Task to complete
Only the lines from the one with "the black plastic" through the end of the data are wanted, copied exactly.

Provided data

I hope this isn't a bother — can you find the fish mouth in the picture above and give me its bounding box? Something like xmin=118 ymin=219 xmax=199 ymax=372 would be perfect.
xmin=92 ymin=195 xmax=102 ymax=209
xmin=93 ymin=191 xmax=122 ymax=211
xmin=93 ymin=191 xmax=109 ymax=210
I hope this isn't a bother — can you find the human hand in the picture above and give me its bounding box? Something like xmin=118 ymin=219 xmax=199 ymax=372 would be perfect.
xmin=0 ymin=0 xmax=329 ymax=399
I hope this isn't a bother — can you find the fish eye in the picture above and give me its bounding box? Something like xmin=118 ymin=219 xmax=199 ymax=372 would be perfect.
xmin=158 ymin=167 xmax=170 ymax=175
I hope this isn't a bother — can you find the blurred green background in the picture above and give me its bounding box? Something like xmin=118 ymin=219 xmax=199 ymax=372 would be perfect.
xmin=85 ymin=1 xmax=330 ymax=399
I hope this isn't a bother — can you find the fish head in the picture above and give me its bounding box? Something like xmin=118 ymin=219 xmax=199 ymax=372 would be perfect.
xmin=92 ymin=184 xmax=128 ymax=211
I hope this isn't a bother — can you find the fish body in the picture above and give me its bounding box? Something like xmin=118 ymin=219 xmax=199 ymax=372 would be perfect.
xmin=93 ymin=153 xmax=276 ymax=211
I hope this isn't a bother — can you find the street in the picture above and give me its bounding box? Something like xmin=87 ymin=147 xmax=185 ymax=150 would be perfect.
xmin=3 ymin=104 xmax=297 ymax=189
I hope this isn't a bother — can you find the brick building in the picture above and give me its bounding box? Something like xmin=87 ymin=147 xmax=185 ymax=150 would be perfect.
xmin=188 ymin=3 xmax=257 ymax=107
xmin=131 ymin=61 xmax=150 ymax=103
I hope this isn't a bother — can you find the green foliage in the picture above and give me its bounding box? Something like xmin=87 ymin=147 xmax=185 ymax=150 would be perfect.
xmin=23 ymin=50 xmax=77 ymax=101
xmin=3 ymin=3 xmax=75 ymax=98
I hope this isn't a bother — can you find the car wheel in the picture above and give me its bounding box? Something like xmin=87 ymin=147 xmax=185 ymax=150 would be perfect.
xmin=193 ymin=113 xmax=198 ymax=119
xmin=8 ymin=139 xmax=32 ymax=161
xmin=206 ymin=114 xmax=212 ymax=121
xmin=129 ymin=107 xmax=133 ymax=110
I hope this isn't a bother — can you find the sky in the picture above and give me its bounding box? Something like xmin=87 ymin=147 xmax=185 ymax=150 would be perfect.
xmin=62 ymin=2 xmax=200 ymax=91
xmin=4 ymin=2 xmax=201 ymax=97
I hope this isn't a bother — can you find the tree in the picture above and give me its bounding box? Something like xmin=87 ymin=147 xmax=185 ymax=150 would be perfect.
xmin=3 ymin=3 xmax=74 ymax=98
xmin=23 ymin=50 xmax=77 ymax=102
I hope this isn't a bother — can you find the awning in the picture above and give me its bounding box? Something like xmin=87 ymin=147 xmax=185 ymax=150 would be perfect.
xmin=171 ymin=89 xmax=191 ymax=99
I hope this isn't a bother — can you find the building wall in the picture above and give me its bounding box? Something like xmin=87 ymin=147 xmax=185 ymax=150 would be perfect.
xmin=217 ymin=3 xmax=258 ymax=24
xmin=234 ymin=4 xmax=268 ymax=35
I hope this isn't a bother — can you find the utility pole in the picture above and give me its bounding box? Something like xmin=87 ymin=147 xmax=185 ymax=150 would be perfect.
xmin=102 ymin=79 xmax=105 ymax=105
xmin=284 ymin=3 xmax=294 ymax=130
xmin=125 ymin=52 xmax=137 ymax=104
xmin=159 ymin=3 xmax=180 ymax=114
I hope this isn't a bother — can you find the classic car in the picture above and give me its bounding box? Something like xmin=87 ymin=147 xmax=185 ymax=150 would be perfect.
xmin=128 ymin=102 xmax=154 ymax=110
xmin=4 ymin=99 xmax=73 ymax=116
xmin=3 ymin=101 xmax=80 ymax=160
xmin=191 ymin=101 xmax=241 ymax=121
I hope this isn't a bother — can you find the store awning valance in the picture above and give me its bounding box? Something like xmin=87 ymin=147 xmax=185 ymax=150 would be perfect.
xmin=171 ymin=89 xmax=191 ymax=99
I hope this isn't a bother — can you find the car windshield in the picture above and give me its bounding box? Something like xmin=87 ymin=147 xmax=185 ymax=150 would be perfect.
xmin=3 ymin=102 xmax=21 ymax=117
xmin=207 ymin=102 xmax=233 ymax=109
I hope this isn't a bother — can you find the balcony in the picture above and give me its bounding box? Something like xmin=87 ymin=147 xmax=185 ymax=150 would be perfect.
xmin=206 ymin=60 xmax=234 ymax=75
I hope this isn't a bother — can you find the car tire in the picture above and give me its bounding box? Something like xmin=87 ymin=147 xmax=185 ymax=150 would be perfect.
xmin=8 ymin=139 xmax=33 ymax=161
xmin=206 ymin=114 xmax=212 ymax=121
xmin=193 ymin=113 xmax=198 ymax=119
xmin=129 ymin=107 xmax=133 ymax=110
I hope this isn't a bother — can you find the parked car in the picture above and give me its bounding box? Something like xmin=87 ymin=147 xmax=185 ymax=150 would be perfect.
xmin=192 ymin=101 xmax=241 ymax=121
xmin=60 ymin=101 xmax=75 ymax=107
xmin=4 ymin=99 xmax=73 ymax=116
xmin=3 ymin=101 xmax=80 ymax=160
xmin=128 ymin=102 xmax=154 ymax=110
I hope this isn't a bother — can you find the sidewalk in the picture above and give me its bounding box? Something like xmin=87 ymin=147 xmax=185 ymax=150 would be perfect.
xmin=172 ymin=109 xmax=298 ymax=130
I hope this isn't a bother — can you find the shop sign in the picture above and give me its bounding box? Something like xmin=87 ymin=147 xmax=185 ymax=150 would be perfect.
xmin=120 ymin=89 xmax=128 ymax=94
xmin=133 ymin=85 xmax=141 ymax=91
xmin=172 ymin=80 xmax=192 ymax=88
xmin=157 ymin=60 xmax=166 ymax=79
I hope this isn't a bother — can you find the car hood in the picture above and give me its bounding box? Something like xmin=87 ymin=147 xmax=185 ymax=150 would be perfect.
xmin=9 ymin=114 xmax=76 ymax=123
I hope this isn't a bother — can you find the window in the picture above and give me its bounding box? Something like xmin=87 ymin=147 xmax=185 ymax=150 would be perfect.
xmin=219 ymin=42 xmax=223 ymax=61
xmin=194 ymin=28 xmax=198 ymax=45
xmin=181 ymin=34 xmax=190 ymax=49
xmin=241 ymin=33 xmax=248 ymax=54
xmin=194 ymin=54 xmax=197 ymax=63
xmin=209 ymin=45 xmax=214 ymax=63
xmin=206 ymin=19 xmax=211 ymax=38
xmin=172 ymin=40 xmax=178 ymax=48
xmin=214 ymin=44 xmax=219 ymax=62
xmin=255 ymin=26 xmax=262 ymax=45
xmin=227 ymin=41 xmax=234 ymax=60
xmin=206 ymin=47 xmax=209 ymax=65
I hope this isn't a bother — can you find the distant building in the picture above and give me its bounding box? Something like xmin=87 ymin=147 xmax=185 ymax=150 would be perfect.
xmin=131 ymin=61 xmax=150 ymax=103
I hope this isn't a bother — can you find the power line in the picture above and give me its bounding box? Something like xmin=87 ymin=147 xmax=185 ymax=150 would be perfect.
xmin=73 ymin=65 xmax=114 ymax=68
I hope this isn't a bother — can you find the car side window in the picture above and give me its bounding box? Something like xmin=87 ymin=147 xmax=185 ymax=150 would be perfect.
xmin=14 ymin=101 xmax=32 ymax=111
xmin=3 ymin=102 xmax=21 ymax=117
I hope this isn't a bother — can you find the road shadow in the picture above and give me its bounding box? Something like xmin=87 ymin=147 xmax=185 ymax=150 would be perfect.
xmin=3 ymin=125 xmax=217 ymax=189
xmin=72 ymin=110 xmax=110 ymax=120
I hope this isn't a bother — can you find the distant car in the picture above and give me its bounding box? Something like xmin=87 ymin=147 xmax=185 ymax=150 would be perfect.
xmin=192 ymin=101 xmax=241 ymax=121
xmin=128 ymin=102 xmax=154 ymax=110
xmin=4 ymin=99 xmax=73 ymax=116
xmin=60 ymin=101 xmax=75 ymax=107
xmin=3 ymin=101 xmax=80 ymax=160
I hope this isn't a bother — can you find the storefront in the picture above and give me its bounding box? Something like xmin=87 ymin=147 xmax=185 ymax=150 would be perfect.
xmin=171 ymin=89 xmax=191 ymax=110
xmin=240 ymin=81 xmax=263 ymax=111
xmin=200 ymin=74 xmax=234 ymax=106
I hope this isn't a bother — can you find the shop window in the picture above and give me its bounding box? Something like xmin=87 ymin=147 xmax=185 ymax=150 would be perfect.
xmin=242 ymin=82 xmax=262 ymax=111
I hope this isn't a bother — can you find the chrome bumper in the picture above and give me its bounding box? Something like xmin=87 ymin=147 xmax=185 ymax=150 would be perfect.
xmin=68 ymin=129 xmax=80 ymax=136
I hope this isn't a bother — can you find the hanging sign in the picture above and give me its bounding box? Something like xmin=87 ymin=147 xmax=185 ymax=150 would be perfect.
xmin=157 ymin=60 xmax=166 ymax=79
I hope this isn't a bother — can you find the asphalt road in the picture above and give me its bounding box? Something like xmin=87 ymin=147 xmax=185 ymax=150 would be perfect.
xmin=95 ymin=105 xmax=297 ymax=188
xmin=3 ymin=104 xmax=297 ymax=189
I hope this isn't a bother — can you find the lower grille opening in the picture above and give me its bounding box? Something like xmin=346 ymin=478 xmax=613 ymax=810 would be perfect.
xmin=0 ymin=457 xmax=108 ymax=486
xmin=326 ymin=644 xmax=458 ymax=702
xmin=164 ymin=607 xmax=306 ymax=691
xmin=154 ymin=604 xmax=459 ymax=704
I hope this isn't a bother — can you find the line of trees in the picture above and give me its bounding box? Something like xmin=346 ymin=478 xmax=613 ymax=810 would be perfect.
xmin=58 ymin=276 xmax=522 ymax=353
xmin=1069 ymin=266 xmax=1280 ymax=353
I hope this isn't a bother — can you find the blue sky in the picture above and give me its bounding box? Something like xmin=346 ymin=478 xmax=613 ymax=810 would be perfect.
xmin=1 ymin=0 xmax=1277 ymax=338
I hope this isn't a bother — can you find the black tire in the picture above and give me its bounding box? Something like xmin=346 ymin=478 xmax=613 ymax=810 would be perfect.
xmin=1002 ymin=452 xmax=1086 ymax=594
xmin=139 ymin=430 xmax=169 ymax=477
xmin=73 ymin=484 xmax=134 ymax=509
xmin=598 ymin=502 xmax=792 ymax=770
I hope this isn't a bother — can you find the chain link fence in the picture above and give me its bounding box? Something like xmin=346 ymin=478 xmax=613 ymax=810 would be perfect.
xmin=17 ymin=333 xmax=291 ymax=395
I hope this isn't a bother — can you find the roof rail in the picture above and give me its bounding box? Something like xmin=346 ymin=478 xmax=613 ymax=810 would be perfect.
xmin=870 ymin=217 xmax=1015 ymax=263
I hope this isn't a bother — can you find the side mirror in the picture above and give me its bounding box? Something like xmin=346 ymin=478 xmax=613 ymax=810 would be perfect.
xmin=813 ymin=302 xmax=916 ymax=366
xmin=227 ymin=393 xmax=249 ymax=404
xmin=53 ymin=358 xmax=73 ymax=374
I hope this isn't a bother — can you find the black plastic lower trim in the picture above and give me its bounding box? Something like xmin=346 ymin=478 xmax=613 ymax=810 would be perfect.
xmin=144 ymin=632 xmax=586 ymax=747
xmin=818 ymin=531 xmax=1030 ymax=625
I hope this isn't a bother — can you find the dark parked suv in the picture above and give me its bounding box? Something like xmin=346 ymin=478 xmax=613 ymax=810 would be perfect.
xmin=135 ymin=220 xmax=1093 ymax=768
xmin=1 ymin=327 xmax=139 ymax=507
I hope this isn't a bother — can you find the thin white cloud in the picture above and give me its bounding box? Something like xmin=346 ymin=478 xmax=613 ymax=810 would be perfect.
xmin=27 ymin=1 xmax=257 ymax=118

Output for this exercise
I hope this isn't a bother — can you find the black plastic lower trim in the picture above and give me its bounding box? Something like xmin=346 ymin=478 xmax=613 ymax=810 would be perfect.
xmin=144 ymin=632 xmax=586 ymax=747
xmin=818 ymin=531 xmax=1030 ymax=625
I hope this isn't a bother — can you find the dark parked suv in the picture above and give me its bounding box? Something like xmin=346 ymin=478 xmax=613 ymax=810 would be perfect.
xmin=135 ymin=220 xmax=1093 ymax=768
xmin=1 ymin=327 xmax=139 ymax=507
I hope this isn't a bother — can you find the thin white cloud in the picture above and give me its bounding box? Something like xmin=346 ymin=478 xmax=613 ymax=810 would be perfect.
xmin=27 ymin=1 xmax=257 ymax=118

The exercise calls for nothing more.